AVAILABLE DATA.
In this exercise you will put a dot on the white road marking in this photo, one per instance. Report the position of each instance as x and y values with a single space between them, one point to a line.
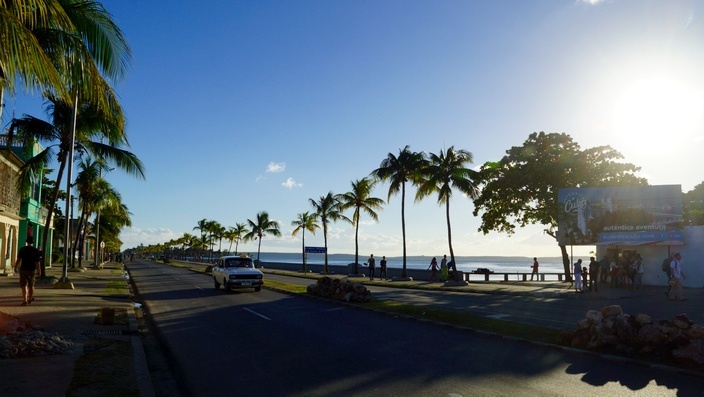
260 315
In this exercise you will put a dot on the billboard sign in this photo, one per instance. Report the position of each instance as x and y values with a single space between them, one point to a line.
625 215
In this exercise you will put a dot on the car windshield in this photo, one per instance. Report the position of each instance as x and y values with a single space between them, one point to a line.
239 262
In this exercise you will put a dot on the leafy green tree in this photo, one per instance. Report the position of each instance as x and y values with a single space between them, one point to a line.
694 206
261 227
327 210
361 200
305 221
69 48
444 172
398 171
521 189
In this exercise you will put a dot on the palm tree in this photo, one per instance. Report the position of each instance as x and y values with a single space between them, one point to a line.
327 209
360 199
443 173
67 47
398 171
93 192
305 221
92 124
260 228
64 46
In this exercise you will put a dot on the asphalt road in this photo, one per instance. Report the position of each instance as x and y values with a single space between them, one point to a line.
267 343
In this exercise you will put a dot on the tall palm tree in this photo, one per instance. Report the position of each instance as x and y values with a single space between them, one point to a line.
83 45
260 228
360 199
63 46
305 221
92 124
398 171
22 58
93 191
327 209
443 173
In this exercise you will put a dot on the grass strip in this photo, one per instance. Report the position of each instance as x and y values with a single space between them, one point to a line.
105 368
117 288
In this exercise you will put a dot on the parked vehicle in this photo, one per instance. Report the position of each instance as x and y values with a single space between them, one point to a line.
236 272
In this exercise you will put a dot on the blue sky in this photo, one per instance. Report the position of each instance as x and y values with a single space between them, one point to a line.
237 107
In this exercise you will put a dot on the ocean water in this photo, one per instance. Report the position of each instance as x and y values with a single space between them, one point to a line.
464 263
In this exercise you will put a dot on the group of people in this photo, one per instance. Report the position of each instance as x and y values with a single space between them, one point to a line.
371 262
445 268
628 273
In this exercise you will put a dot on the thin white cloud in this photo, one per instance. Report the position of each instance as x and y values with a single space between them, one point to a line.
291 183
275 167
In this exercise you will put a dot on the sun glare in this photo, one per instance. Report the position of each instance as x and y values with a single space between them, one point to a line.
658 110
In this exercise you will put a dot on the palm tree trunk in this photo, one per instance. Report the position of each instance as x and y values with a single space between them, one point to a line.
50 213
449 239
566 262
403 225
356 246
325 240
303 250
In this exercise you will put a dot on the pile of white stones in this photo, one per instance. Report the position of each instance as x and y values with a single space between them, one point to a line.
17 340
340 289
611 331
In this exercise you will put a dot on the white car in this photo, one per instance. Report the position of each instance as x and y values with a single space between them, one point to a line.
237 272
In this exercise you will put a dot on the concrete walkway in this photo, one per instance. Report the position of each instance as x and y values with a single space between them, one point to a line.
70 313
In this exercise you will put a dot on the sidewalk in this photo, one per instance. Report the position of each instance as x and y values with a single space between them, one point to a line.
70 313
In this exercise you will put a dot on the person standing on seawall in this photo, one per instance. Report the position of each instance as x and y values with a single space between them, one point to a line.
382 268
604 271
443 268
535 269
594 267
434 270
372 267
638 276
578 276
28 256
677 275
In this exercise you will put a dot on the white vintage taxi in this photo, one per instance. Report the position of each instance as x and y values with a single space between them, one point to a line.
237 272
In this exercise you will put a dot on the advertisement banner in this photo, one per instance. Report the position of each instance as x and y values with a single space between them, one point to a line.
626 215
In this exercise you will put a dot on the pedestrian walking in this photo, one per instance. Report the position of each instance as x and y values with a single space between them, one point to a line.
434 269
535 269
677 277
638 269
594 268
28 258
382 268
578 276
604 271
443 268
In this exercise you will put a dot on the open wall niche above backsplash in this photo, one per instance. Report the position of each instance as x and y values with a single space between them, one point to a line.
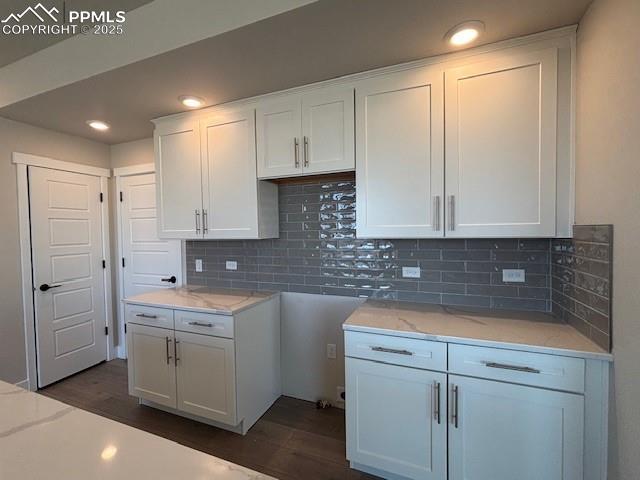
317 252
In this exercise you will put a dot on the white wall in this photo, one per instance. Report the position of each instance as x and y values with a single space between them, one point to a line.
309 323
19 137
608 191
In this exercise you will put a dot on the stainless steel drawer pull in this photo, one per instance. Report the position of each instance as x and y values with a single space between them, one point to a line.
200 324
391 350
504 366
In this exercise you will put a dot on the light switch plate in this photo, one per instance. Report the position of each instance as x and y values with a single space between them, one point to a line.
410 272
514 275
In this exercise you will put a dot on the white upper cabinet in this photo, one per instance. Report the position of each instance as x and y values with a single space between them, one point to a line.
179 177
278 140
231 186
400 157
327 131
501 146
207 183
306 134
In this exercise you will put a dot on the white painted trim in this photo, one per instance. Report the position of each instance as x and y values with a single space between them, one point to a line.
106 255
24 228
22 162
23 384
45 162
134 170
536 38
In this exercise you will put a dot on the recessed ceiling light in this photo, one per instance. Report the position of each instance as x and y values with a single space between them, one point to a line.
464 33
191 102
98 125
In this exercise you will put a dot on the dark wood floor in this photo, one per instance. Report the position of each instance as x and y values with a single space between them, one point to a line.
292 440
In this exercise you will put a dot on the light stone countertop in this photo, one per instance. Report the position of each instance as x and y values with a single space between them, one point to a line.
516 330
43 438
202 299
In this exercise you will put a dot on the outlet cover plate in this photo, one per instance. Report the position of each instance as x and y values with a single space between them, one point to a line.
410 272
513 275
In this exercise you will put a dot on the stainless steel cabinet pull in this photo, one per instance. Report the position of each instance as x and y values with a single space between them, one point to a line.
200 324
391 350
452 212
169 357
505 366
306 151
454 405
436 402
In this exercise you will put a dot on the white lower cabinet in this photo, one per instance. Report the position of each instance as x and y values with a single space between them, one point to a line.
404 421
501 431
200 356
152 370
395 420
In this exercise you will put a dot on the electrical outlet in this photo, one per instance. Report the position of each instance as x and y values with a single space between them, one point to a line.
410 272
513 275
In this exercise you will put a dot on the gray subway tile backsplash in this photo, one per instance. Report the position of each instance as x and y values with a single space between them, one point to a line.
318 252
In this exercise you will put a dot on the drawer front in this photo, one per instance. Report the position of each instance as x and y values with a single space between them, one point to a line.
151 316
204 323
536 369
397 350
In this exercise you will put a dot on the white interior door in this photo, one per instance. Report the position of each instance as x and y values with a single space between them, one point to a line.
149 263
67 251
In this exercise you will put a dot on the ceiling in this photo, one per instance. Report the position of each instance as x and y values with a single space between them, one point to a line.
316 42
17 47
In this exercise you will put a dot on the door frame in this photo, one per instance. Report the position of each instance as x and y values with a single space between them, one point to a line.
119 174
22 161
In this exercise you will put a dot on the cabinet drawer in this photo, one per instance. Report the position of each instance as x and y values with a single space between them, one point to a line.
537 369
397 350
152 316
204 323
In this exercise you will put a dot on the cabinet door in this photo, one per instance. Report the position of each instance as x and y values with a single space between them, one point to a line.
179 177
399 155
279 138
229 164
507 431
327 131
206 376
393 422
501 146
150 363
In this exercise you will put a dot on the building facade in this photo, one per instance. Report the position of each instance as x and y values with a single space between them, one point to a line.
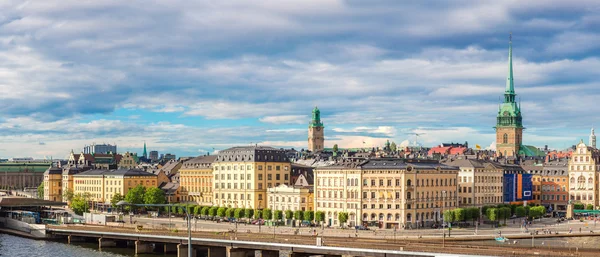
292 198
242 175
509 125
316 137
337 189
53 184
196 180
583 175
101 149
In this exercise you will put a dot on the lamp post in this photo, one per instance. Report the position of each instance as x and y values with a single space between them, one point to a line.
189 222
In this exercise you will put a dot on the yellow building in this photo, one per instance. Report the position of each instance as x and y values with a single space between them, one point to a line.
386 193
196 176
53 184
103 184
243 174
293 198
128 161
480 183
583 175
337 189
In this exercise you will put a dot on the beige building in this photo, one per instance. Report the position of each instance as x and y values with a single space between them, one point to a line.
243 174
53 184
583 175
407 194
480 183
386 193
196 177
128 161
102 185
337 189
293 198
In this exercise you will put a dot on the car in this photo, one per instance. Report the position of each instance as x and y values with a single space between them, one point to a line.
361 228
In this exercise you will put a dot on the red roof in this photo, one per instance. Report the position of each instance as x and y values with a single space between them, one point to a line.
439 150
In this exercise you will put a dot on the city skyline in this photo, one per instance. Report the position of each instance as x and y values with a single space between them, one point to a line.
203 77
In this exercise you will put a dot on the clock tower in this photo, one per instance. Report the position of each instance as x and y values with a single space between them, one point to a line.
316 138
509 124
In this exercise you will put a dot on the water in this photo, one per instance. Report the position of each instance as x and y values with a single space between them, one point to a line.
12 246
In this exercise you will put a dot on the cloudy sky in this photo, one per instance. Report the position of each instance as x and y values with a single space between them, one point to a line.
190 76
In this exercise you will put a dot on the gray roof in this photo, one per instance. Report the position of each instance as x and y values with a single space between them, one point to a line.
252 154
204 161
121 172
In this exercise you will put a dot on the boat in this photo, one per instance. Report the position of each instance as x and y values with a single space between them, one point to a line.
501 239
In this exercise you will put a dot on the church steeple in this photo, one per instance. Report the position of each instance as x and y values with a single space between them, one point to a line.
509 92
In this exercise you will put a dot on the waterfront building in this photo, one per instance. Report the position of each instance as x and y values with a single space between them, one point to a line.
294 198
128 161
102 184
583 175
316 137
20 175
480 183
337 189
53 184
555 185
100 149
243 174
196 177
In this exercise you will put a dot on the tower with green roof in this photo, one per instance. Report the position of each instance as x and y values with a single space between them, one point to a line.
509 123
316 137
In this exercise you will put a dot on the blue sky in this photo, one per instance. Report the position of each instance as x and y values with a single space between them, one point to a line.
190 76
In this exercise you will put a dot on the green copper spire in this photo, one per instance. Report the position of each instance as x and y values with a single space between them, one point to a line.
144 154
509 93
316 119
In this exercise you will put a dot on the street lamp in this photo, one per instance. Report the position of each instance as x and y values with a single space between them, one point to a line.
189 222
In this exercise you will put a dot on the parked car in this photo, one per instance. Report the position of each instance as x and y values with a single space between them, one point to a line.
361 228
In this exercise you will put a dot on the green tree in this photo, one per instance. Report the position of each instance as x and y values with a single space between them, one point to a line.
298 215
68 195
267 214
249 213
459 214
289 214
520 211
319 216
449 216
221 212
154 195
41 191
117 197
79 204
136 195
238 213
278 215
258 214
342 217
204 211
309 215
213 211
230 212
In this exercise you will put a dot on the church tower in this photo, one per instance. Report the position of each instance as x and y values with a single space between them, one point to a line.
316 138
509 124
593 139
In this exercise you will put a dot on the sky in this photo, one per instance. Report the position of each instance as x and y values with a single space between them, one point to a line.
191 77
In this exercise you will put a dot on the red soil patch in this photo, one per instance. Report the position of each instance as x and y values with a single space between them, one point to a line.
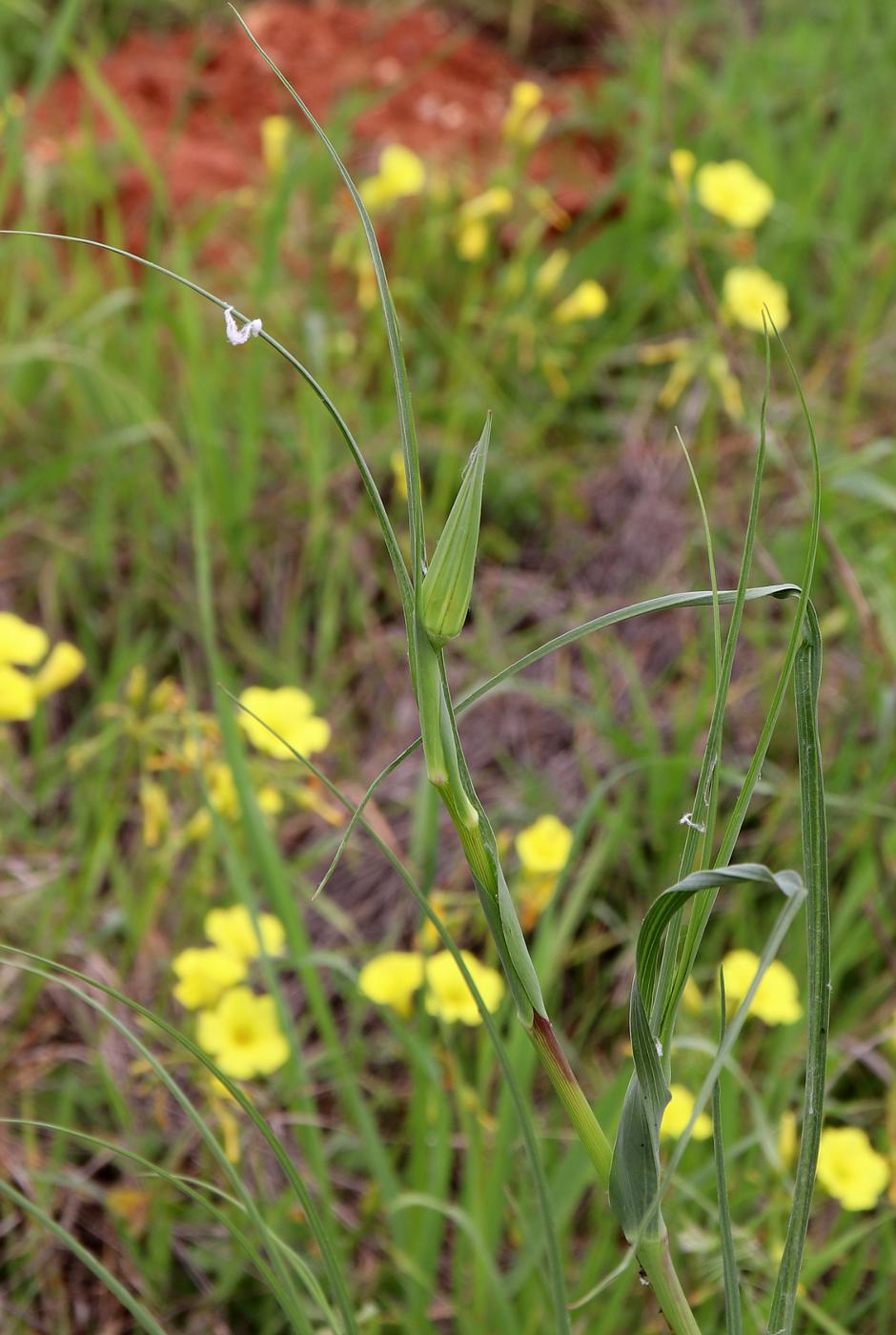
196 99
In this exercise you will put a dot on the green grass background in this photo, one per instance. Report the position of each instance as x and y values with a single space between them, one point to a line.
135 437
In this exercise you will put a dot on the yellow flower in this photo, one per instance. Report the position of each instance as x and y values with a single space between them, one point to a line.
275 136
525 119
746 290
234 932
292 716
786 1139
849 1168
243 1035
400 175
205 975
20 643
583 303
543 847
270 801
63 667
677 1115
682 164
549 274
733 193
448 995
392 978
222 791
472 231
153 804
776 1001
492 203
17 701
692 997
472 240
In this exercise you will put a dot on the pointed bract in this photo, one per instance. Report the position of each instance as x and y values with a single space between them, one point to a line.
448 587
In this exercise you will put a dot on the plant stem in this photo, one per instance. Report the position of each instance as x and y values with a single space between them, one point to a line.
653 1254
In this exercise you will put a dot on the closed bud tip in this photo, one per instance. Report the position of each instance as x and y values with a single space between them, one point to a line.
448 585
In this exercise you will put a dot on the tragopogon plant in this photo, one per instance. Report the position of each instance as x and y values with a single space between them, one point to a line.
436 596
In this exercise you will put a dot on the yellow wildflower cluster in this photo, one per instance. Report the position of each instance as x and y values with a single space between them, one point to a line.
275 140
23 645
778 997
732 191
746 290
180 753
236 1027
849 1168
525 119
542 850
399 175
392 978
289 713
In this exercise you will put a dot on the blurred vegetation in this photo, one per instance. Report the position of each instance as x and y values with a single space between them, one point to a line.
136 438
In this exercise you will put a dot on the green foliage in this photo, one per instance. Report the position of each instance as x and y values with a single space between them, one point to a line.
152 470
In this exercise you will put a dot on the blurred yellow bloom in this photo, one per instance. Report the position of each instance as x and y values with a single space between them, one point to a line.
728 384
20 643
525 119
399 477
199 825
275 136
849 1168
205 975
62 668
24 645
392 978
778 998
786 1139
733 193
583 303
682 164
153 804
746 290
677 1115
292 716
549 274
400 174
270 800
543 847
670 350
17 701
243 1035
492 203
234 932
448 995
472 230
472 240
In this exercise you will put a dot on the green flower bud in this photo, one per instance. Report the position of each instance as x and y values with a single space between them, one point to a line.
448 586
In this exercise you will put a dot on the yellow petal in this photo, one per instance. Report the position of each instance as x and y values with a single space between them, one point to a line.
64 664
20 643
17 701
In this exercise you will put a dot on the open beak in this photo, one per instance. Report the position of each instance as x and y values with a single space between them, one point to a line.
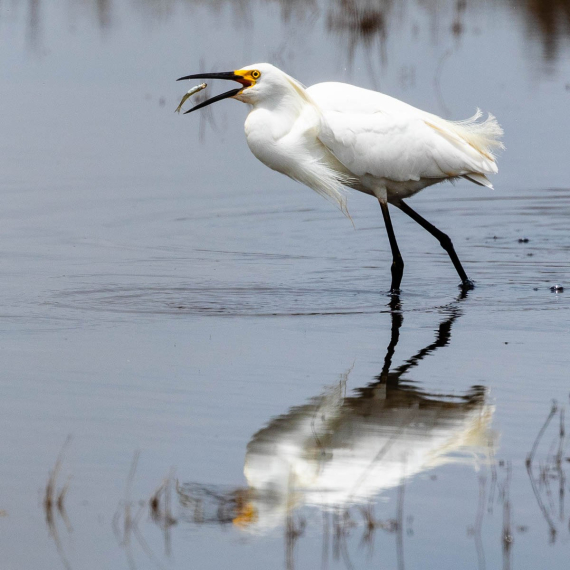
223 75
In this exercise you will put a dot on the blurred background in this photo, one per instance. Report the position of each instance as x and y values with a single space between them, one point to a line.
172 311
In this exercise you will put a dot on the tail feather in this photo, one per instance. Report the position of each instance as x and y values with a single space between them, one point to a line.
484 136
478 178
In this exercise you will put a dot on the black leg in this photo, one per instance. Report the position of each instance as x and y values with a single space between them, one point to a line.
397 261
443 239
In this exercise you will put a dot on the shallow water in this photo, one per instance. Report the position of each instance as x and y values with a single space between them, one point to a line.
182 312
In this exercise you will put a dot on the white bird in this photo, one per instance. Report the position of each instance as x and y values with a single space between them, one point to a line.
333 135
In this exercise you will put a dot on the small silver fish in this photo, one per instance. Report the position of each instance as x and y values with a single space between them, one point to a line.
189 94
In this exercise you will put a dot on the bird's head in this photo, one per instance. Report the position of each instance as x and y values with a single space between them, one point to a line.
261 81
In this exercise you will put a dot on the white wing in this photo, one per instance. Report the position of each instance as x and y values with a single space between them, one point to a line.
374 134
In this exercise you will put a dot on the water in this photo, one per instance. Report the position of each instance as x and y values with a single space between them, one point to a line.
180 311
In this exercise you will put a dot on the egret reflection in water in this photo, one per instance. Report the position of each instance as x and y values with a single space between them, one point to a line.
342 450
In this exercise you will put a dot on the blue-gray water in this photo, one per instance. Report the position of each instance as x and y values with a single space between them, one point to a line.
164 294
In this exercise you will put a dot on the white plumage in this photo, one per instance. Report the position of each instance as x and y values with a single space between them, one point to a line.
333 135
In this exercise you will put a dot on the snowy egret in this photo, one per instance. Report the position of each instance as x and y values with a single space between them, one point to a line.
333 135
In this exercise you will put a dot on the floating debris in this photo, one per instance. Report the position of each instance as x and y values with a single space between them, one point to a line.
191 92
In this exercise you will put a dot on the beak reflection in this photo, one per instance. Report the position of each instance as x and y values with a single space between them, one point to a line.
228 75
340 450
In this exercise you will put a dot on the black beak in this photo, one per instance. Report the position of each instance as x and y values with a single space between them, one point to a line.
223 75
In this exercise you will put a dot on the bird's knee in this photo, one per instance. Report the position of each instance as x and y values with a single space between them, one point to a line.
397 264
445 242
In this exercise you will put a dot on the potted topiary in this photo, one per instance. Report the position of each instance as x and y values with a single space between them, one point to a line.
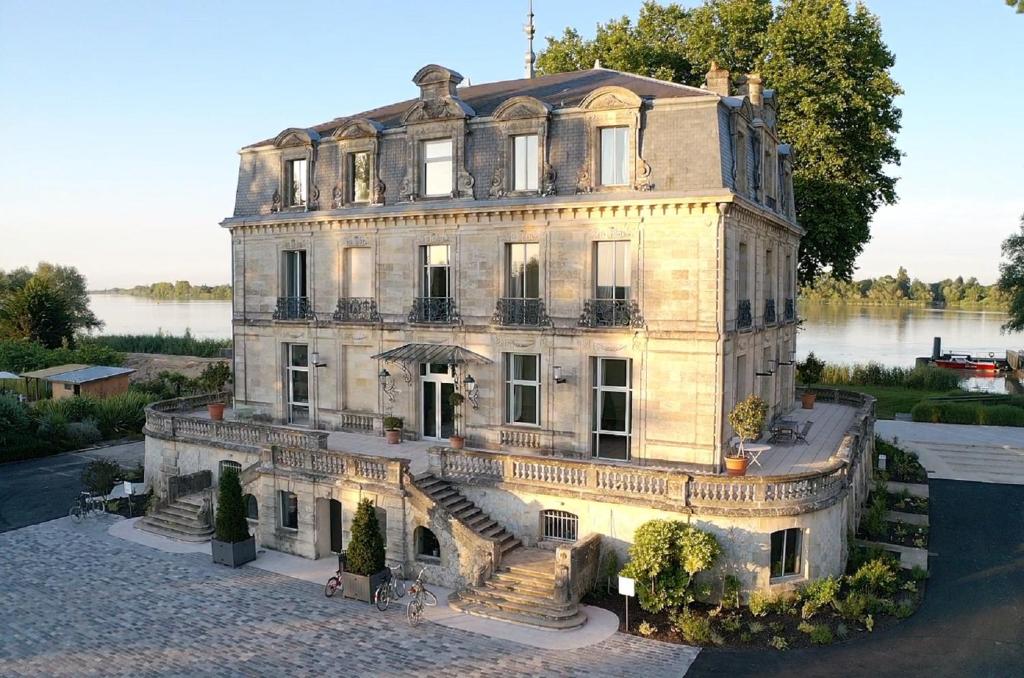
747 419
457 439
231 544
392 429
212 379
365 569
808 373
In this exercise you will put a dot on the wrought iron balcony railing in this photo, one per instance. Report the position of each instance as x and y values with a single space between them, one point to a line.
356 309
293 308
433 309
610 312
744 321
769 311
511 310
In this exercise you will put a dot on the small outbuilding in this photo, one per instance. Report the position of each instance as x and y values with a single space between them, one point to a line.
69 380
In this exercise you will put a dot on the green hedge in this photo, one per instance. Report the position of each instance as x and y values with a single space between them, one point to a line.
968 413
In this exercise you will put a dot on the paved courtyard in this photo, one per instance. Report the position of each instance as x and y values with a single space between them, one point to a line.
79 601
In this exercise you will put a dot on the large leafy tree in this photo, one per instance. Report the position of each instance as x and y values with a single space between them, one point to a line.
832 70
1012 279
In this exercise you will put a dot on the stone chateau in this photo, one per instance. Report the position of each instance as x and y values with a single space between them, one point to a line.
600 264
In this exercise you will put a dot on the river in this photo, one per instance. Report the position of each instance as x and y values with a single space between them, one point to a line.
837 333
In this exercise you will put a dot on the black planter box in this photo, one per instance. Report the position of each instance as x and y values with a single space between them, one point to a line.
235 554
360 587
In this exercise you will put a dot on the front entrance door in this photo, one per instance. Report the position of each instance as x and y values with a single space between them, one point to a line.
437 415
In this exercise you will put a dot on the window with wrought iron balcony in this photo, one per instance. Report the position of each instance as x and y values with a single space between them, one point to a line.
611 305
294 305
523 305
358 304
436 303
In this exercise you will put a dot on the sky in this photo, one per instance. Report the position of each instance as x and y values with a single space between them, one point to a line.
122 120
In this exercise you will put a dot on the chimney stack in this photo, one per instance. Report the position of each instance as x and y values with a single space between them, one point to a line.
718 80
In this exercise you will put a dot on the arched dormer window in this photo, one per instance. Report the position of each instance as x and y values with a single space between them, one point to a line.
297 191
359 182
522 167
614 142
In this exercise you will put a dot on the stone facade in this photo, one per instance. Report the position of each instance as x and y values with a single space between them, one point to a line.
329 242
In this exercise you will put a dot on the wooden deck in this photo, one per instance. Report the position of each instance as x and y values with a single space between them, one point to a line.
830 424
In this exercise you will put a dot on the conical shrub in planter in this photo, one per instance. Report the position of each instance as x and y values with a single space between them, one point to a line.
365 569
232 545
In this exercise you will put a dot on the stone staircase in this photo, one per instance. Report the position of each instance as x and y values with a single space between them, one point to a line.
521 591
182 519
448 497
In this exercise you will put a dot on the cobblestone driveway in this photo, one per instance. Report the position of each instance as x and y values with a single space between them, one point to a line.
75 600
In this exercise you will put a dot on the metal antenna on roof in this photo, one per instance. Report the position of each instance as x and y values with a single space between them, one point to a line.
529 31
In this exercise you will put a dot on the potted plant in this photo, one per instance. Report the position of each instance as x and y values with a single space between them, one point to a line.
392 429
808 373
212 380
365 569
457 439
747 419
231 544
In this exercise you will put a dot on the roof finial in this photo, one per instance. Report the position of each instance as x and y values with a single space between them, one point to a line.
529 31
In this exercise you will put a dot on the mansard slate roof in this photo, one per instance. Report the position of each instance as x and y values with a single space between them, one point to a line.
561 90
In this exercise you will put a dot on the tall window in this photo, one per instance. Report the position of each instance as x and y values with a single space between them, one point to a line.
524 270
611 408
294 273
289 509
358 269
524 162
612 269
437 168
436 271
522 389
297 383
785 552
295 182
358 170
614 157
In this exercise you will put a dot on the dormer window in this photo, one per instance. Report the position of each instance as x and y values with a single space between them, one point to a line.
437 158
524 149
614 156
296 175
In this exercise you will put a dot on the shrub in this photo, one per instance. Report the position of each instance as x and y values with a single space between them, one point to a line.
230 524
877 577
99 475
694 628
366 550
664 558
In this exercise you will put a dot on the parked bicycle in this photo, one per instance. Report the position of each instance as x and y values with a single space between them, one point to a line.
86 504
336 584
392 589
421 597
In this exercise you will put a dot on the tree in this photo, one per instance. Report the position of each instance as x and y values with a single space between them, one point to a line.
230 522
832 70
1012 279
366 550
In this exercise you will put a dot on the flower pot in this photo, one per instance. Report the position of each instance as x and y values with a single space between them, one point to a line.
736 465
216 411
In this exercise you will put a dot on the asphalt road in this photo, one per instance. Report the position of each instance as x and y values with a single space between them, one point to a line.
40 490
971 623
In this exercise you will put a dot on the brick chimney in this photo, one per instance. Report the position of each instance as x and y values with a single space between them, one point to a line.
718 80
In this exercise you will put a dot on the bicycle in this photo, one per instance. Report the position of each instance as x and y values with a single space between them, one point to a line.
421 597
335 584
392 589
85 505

ACTIVITY.
Give an exact copy of every line from the one holding "In this exercise you will put a dot on the brick" through the end of the records, both included, and no other lines.

OUTPUT FOR THIS EXERCISE.
In this exercise you will put a dot on the brick chimney in this photo, one per instance. Report the position of each instance as x and y values with a single space between them, one point to a line.
718 80
In this exercise you will put a dot on the bicycle in this photo, one per instance. Report the position of each instance as x and y values with a single space between them, one point to a line.
421 597
335 584
392 589
85 505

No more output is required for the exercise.